> PROBLEM REQUIREMENTS:
Type out all the records word for word. Any pictures are to be left out.

|---|

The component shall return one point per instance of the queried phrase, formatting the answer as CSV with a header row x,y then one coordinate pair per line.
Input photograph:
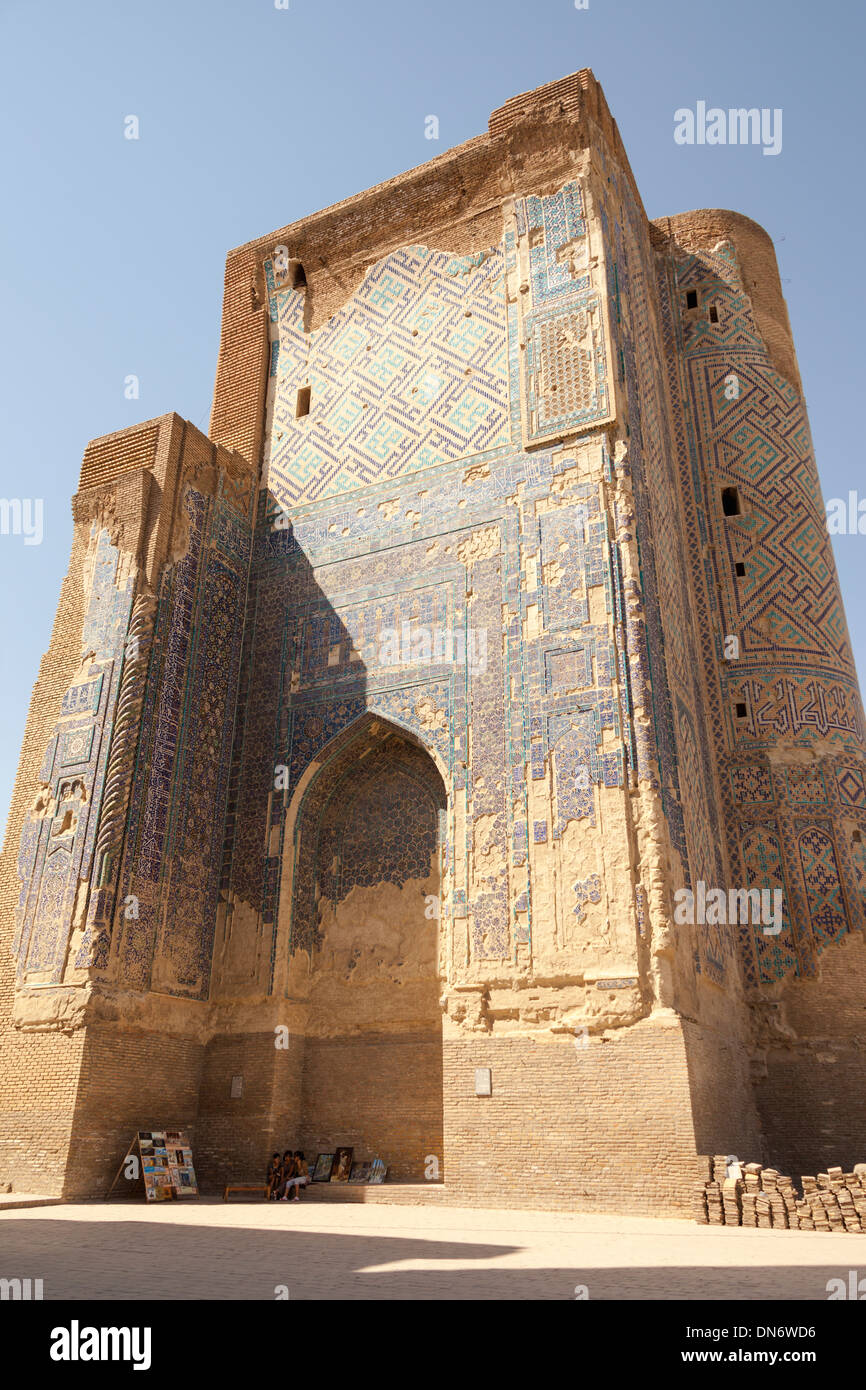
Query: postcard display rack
x,y
164,1162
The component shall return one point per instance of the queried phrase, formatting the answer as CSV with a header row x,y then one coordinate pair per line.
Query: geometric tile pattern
x,y
793,681
409,373
57,838
565,380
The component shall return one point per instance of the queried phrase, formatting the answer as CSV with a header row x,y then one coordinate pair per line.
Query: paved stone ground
x,y
245,1250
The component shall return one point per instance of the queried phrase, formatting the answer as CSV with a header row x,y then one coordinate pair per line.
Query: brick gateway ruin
x,y
395,712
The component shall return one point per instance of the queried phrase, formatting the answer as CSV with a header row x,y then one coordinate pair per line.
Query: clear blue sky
x,y
113,250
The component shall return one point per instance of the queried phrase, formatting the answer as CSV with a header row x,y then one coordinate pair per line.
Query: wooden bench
x,y
245,1187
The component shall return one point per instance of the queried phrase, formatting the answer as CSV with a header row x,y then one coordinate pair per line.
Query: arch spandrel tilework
x,y
369,816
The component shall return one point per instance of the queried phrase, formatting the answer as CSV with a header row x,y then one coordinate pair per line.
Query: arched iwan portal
x,y
364,933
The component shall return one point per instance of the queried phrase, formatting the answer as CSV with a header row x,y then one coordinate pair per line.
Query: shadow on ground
x,y
153,1258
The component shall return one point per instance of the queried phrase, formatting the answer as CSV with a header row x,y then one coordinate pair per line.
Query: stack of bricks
x,y
768,1200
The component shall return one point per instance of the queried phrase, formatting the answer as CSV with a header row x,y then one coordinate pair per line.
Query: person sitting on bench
x,y
299,1179
274,1178
287,1173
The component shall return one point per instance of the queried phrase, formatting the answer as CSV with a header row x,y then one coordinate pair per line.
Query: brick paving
x,y
246,1250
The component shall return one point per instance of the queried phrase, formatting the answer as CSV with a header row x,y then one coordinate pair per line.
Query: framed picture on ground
x,y
342,1165
321,1172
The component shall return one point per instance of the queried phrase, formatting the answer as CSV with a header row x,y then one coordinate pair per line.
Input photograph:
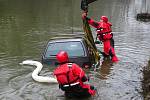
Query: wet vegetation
x,y
146,82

|---|

> TASK RESULT:
The component shall return one point per instance of the queried phrase, formatting the answer as CSV with a header row x,y then one coordinate pair per line.
Input photograph:
Query: postcard display rack
x,y
164,1162
The component shall return one point per instance of the queried phrase, formatting the answer as CSV with a header row x,y then one coordinate pair per line.
Query: geometric tile pattern
x,y
793,681
409,373
57,838
565,380
The component shall return one point per instance of the queried phrase, formatting the answer as CSV with a header row x,y then one coordinate pair per line.
Query: paved stone ground
x,y
245,1250
The component shall return one point per instance of the queried phrase, formatting the answer as CSV with a header row x,y then one coordinate pair per line.
Query: brick gateway ruin
x,y
395,712
The component shall return one point per instance of the queried phrase, formatting the answer as CSV with a header row x,y then one coordinate pair per line.
Query: clear blue sky
x,y
113,250
The component shall return one point per instance of the queried phrase, formatting the answer as CSV with a header row x,y then one coordinate pair per line.
Query: wooden bench
x,y
245,1187
The component shall return one point per instance of the queried phrase, formatting the answer as CSV with a header row x,y then one coordinate pair per line.
Query: arch spandrel tilework
x,y
369,816
The component shall return one point per instance of the queried phrase, formatting the answer as CSV with a header row x,y then one coordinate pair per line.
Query: arched iwan portal
x,y
364,933
The component shall return one point per instance of the queried phrase, formatting the answer as CSV with a header row x,y then one coordinate pair per line.
Query: shadow on ground
x,y
153,1258
The component shall return one point per instance of the queried phrase, formatting the answer as CSV with a header row x,y then one coordinate pair per line.
Query: stack of bricks
x,y
768,1200
The component shall return one point per instance of the queried phrase, formatting the answer as CSV with a header row x,y then one coordinate pair per line.
Query: person sitting on bench
x,y
299,1179
274,1178
287,1173
The component shall return one point per instance of the queried phrase, formatting the answer as CSV with a header row x,y then one coordinate pair per line.
Query: brick paving
x,y
246,1250
The component shall return one point per instance of the queried phrase, formatting the answer as CSV with a header row x,y then one coordinate pair per line.
Query: framed picture on ground
x,y
342,1165
321,1172
The component shall return one point per instance of the queried phrase, formatting the answer as CSV with a header row x,y then one coordinate pair per line.
Input photograph:
Query: wet vegetation
x,y
146,82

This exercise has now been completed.